§ REQUIRED WORK: In the passage about Norfolk Green, replace "buses" with "vehicles" and write out the text between "Norfolk Green was formed" and "and late 2017.", inclusive.

§ PROVIDED PASSAGE:
Norfolk Green was formed in 1996 with a fleet of four buses. In 1999 the Saham Toney depot was sold to Konectbus with four coaches.

In April 2011, Norfolk Green purchased the King's Lynn based services of First East England.

On 17 December 2013, Norfolk Green was sold to Stagecoach following the retirement of Ben Colson after ill health. Unusually, Stagecoach did not immediately apply its corporate brand, but retained the Norfolk Green trading name and livery, although the fleet received Stagecoach fleet numbers. All buses were rebranded between 2015 and late 2017.

In January 2018, Stagecoach announced it was reviewing its operations in Norfolk in response to the challenging economic environment, blaming a combination of rising operating costs and pressure on public sector budgets. The company said it met with trade union representatives to minimise the impact on staff and launched a consultation with employees over the potential closure of its King's Lynn depot. The company hoped to relocate the majority of its staff with other operators or elsewhere within the Stagecoach East area, which includes Bedford, Cambridge, Huntingdon and Peterborough.

§ DATA SEGMENT:
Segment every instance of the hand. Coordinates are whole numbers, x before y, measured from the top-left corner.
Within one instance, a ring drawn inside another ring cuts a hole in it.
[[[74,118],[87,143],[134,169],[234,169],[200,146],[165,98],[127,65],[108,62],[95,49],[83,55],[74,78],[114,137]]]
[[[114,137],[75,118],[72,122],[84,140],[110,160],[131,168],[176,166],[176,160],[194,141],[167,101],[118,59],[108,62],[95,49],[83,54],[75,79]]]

§ SOLUTION TO THE PROBLEM:
Norfolk Green was formed in 1996 with a fleet of four vehicles. In 1999 the Saham Toney depot was sold to Konectbus with four coaches.

In April 2011, Norfolk Green purchased the King's Lynn based services of First East England.

On 17 December 2013, Norfolk Green was sold to Stagecoach following the retirement of Ben Colson after ill health. Unusually, Stagecoach did not immediately apply its corporate brand, but retained the Norfolk Green trading name and livery, although the fleet received Stagecoach fleet numbers. All vehicles were rebranded between 2015 and late 2017.